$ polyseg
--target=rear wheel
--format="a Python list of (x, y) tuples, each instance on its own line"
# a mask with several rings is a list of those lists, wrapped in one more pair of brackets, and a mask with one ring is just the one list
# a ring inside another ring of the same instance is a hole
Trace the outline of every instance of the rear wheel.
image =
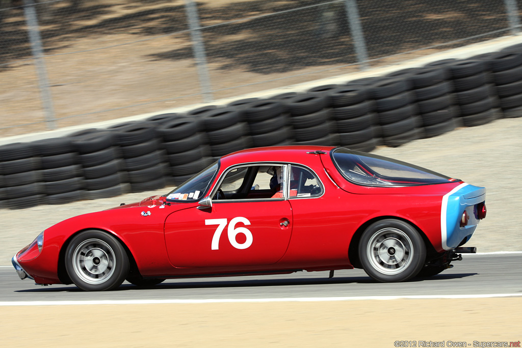
[(86, 291), (111, 290), (119, 286), (129, 271), (123, 247), (108, 233), (87, 231), (67, 247), (65, 268), (75, 285)]
[(422, 237), (410, 224), (395, 219), (366, 229), (359, 246), (364, 271), (379, 282), (402, 282), (419, 273), (426, 258)]

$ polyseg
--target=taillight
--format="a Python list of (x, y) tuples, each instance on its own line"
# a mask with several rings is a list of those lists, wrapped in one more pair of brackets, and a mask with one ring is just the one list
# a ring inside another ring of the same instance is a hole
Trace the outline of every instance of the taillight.
[(466, 210), (462, 213), (462, 217), (460, 218), (460, 227), (464, 227), (468, 224), (468, 221), (469, 221), (469, 215), (468, 215), (468, 212)]
[(486, 203), (484, 202), (477, 205), (477, 215), (480, 220), (482, 220), (486, 217)]

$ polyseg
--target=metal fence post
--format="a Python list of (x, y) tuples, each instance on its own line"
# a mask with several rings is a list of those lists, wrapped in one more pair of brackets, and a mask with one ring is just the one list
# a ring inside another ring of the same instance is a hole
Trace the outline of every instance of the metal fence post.
[(368, 53), (366, 50), (366, 42), (364, 41), (364, 36), (362, 32), (362, 27), (359, 20), (359, 10), (357, 8), (356, 0), (346, 0), (346, 13), (348, 16), (348, 22), (350, 25), (350, 31), (353, 38), (353, 45), (355, 46), (355, 54), (357, 55), (357, 61), (361, 70), (368, 68)]
[(509, 21), (509, 27), (513, 35), (516, 35), (520, 32), (520, 22), (518, 18), (518, 8), (517, 7), (516, 0), (504, 0), (506, 5), (506, 11), (507, 13), (507, 18)]
[(185, 10), (188, 20), (188, 27), (191, 30), (192, 38), (192, 50), (196, 58), (199, 83), (203, 92), (203, 101), (209, 102), (213, 100), (212, 97), (212, 87), (210, 86), (210, 77), (208, 74), (207, 65), (207, 56), (205, 53), (205, 45), (201, 36), (199, 26), (199, 16), (197, 8), (192, 0), (185, 0)]
[(52, 96), (49, 88), (49, 81), (47, 77), (47, 69), (43, 60), (43, 49), (42, 39), (38, 28), (38, 21), (36, 10), (34, 9), (34, 0), (23, 0), (23, 14), (31, 43), (31, 50), (34, 58), (34, 65), (38, 76), (38, 87), (40, 88), (40, 98), (43, 105), (44, 115), (47, 127), (49, 129), (56, 128), (54, 109), (53, 107)]

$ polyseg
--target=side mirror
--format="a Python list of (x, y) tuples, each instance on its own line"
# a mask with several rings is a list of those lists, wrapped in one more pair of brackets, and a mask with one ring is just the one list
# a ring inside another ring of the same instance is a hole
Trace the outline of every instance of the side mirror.
[(207, 208), (212, 208), (212, 199), (208, 196), (205, 197), (199, 202), (198, 204), (199, 206), (197, 207), (198, 209), (206, 209)]

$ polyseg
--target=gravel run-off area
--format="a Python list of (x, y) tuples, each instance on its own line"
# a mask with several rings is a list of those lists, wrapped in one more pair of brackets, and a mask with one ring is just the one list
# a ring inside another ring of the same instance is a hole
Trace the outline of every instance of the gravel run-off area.
[[(487, 188), (488, 215), (467, 245), (478, 252), (522, 250), (522, 118), (461, 128), (373, 153), (405, 161)], [(68, 218), (131, 203), (171, 188), (58, 206), (0, 210), (0, 266), (45, 228)], [(30, 199), (30, 197), (27, 197)]]

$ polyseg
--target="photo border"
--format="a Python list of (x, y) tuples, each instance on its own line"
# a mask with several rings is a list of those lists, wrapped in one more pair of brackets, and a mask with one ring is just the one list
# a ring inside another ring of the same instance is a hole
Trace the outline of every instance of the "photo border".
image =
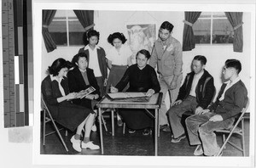
[[(96, 1), (97, 2), (97, 1)], [(151, 2), (151, 1), (150, 1)], [(183, 165), (183, 166), (251, 166), (254, 163), (254, 119), (253, 104), (250, 104), (250, 156), (249, 157), (183, 157), (183, 156), (105, 156), (105, 155), (55, 155), (40, 154), (40, 113), (41, 101), (38, 92), (41, 90), (42, 62), (42, 10), (43, 9), (93, 9), (93, 10), (147, 10), (158, 11), (243, 11), (251, 13), (251, 83), (250, 101), (255, 102), (255, 6), (250, 3), (241, 4), (198, 4), (183, 3), (91, 3), (91, 1), (42, 1), (32, 2), (33, 20), (33, 55), (34, 55), (34, 127), (33, 127), (33, 164), (35, 165)], [(177, 1), (178, 2), (178, 1)], [(247, 1), (245, 1), (246, 3)], [(219, 5), (221, 4), (221, 5)], [(114, 8), (113, 8), (114, 6)], [(181, 10), (182, 8), (182, 10)], [(132, 160), (132, 161), (131, 161)], [(184, 161), (186, 160), (186, 161)]]

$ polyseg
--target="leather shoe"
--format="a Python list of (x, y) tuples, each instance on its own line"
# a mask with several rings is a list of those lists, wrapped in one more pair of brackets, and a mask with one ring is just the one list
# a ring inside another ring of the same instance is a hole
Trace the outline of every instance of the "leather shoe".
[(186, 138), (186, 135), (185, 134), (183, 134), (183, 135), (181, 135), (181, 136), (179, 136), (178, 137), (177, 137), (177, 138), (172, 138), (172, 143), (179, 143), (182, 139), (184, 139), (184, 138)]
[(134, 133), (135, 132), (136, 132), (135, 130), (131, 130), (131, 129), (129, 129), (129, 130), (128, 130), (128, 132), (129, 132), (129, 133)]
[(91, 126), (91, 131), (92, 131), (92, 132), (96, 132), (96, 131), (97, 131), (97, 127), (96, 126), (95, 124), (92, 125), (92, 126)]
[(92, 142), (90, 141), (86, 143), (82, 142), (82, 148), (90, 148), (92, 150), (96, 150), (96, 149), (99, 149), (100, 147), (99, 147), (99, 145), (93, 144)]
[(196, 148), (194, 151), (194, 155), (195, 156), (200, 156), (202, 154), (204, 154), (204, 151), (202, 149), (202, 146), (201, 145), (197, 145)]
[(143, 136), (148, 136), (148, 135), (152, 134), (152, 130), (150, 128), (146, 128), (143, 130)]

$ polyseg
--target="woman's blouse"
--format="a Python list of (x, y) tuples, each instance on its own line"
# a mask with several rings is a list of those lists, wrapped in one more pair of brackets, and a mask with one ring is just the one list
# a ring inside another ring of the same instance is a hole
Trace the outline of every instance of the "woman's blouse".
[(127, 59), (132, 54), (129, 46), (122, 44), (119, 52), (117, 51), (115, 47), (110, 48), (106, 55), (106, 58), (115, 65), (127, 65)]
[(116, 88), (121, 91), (128, 83), (130, 87), (127, 92), (146, 92), (151, 88), (159, 92), (160, 90), (155, 70), (148, 64), (143, 70), (140, 70), (137, 64), (131, 65), (116, 85)]

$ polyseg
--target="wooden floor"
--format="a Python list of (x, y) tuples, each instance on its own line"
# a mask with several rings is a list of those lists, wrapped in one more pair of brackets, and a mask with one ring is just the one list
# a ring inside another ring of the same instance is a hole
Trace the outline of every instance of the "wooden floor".
[[(129, 134), (127, 132), (125, 135), (122, 133), (122, 127), (115, 126), (115, 136), (111, 135), (111, 121), (109, 118), (105, 119), (108, 132), (105, 132), (103, 126), (104, 139), (104, 155), (137, 155), (150, 156), (154, 155), (154, 134), (143, 136), (142, 131), (137, 131), (134, 134)], [(100, 146), (99, 127), (98, 132), (92, 132), (90, 140)], [(41, 129), (42, 130), (42, 129)], [(47, 124), (46, 131), (53, 130), (51, 124)], [(126, 129), (127, 130), (127, 129)], [(249, 155), (249, 120), (245, 120), (245, 140), (246, 140), (246, 155)], [(102, 155), (101, 150), (83, 149), (81, 153), (76, 152), (70, 143), (73, 132), (68, 132), (65, 136), (65, 131), (61, 131), (62, 137), (67, 145), (67, 152), (61, 144), (61, 140), (56, 133), (46, 137), (45, 145), (43, 145), (43, 133), (41, 133), (41, 154), (84, 154), (84, 155)], [(221, 135), (217, 136), (218, 143), (222, 144)], [(188, 139), (183, 139), (178, 143), (171, 143), (170, 132), (160, 132), (158, 143), (159, 156), (194, 156), (193, 152), (195, 146), (190, 146)], [(241, 144), (240, 137), (232, 137), (231, 141), (236, 144)], [(241, 152), (227, 145), (224, 149), (223, 156), (241, 156)]]

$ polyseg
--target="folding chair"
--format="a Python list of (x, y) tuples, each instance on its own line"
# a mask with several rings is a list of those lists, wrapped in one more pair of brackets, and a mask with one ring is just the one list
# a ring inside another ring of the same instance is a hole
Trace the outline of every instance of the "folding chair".
[[(215, 95), (216, 95), (216, 88), (214, 87), (213, 97), (212, 97), (212, 102), (210, 103), (210, 104), (208, 105), (208, 107), (211, 106), (211, 104), (213, 104), (213, 100), (214, 100)], [(185, 130), (186, 130), (186, 123), (185, 123), (185, 120), (186, 120), (186, 119), (187, 119), (189, 116), (191, 116), (191, 115), (194, 115), (194, 112), (193, 112), (193, 111), (186, 111), (186, 112), (184, 112), (184, 113), (182, 115), (181, 123), (182, 123), (182, 125), (183, 126), (183, 127), (185, 128)]]
[[(44, 122), (44, 123), (43, 123), (43, 125), (44, 125), (44, 127), (43, 127), (43, 145), (45, 145), (45, 137), (46, 137), (46, 136), (49, 136), (49, 135), (53, 134), (53, 133), (55, 133), (55, 132), (57, 132), (57, 134), (58, 134), (58, 136), (59, 136), (59, 137), (60, 137), (60, 139), (61, 139), (61, 143), (62, 143), (62, 144), (63, 144), (63, 146), (64, 146), (66, 151), (68, 152), (68, 149), (67, 149), (67, 145), (66, 145), (65, 142), (63, 141), (63, 138), (62, 138), (62, 137), (61, 137), (61, 133), (60, 133), (60, 131), (62, 130), (63, 128), (59, 129), (59, 128), (57, 127), (57, 126), (56, 126), (56, 124), (55, 124), (55, 120), (52, 118), (52, 115), (51, 115), (51, 114), (50, 114), (50, 112), (49, 112), (49, 109), (48, 109), (46, 104), (45, 104), (45, 101), (44, 100), (43, 95), (41, 96), (41, 99), (42, 99), (42, 102), (43, 102), (43, 104), (44, 104), (44, 117), (43, 117), (43, 118), (44, 118), (44, 119), (43, 119), (43, 122)], [(46, 116), (46, 115), (48, 115), (48, 116)], [(54, 127), (55, 127), (55, 131), (50, 132), (49, 132), (49, 133), (46, 134), (46, 133), (45, 133), (45, 124), (48, 123), (48, 122), (49, 122), (49, 121), (51, 121), (52, 124), (54, 125)], [(67, 132), (66, 131), (66, 136), (67, 136)]]
[[(225, 145), (227, 143), (230, 143), (231, 146), (234, 148), (237, 148), (241, 152), (242, 152), (242, 155), (245, 156), (245, 140), (244, 140), (244, 119), (245, 119), (245, 114), (246, 111), (248, 108), (249, 105), (249, 98), (247, 98), (247, 104), (246, 106), (242, 109), (240, 117), (238, 120), (235, 122), (235, 125), (232, 126), (231, 128), (230, 129), (221, 129), (221, 130), (217, 130), (216, 132), (220, 132), (223, 133), (223, 145), (219, 148), (218, 154), (216, 156), (219, 156), (220, 154), (222, 153), (223, 149), (225, 148)], [(238, 125), (241, 123), (241, 128), (238, 127)], [(227, 138), (225, 138), (225, 133), (229, 133), (229, 136)], [(238, 145), (235, 144), (234, 143), (230, 141), (230, 137), (233, 134), (237, 134), (241, 137), (241, 147), (240, 148)]]

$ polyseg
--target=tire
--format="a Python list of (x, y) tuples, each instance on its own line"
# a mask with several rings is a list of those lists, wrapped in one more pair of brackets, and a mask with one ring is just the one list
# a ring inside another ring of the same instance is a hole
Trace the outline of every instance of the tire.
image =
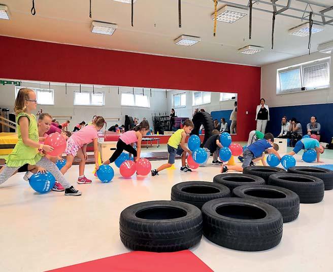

* * * *

What to work on: Pull every line from the material above that contains the string "blouse". Case counts.

Task solution:
--target="woman's blouse"
Trace the outline of every instance of the "woman's blouse".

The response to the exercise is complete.